Turn everything from the line containing "Trace the outline of every instance of the shirt" down to the line containing "M240 93L239 91L238", both ends included, into a JSON list of strings, one string per line and no blank lines.
::::::
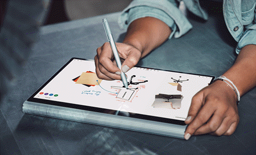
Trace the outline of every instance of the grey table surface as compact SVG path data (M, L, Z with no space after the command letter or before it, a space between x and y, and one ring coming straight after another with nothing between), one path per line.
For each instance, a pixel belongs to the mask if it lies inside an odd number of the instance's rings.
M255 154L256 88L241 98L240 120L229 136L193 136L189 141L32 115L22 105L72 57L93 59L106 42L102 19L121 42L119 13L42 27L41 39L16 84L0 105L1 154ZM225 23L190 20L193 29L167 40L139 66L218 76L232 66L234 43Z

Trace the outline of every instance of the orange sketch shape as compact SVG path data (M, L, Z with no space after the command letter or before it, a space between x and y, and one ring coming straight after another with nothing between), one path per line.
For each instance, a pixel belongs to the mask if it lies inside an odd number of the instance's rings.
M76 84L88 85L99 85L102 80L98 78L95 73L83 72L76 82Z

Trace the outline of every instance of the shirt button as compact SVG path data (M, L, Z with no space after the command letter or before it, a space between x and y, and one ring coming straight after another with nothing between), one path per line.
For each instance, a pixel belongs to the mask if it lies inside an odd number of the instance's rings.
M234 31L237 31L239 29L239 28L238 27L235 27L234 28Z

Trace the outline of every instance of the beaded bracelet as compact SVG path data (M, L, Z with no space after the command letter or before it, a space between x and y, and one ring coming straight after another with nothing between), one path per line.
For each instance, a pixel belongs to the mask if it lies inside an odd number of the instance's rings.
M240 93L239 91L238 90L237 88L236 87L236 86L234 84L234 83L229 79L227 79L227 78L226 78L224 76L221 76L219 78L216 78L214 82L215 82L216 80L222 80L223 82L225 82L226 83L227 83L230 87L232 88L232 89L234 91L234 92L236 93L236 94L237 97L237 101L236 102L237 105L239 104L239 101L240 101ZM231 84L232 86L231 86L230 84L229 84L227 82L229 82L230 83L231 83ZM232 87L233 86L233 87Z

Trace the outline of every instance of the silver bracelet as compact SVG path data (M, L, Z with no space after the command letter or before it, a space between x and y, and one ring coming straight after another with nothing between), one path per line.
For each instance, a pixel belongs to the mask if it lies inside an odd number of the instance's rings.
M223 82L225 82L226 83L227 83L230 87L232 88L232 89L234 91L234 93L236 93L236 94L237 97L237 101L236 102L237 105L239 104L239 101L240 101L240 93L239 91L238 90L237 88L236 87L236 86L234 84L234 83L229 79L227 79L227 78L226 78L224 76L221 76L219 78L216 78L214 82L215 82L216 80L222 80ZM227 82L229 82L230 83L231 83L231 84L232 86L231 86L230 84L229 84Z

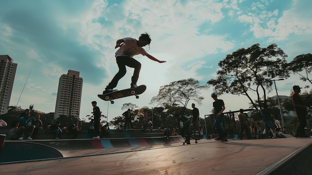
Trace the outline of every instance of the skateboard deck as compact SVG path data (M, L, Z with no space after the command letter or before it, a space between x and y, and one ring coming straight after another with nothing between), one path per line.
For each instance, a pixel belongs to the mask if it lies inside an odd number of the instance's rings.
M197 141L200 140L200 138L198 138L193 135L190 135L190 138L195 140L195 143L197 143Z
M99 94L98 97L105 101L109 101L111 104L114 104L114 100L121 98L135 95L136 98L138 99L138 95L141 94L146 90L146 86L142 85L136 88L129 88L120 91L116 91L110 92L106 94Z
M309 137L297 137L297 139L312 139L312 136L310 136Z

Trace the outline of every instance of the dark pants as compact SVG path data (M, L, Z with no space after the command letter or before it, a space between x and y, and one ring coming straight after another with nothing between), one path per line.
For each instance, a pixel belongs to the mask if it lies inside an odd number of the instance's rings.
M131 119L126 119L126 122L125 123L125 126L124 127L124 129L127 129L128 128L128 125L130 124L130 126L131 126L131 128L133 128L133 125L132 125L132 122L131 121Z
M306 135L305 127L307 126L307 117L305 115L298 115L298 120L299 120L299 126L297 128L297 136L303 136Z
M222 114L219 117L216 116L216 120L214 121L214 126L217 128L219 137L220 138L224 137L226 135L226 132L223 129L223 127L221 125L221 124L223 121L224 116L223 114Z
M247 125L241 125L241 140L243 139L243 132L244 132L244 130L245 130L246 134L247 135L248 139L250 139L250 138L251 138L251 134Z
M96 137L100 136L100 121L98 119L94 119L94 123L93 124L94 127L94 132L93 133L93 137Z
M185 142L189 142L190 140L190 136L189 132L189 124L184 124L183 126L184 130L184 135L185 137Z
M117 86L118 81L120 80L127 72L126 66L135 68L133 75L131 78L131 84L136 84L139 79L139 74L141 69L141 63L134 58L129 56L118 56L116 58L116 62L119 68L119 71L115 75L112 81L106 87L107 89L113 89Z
::::::
=== Full response ===
[
  "Trace the outline of every instance of the shirt button as compact SVG path data (M, L, Z with no space after the command letter or before it, a space between x and y, and one ring coming straight after another with nothing between), one path per line.",
  "For each instance, a pixel belongs to the mask if it lies inside an odd number of the instance's rings.",
  "M234 31L237 31L239 29L239 28L238 27L235 27L234 28Z",
  "Trace the outline of every instance of the beaded bracelet as compact SVG path data (M, L, Z with no space after the command letter or before it, a space between x and y, and one ring coming straight after another with nothing between), one path per line.",
  "For each instance, a pixel belongs to the mask if it lies inside an odd number of the instance's rings.",
  "M240 93L239 91L238 90L237 88L236 87L236 86L234 84L234 83L229 79L227 79L227 78L226 78L224 76L221 76L219 78L216 78L214 82L215 82L216 80L222 80L223 82L225 82L226 83L227 83L230 87L232 88L232 89L234 91L234 92L236 93L236 94L237 97L237 101L236 102L237 105L239 104L239 101L240 101ZM231 84L232 86L231 86L230 84L229 84L227 82L229 82L230 83L231 83ZM232 87L233 86L233 87Z"
]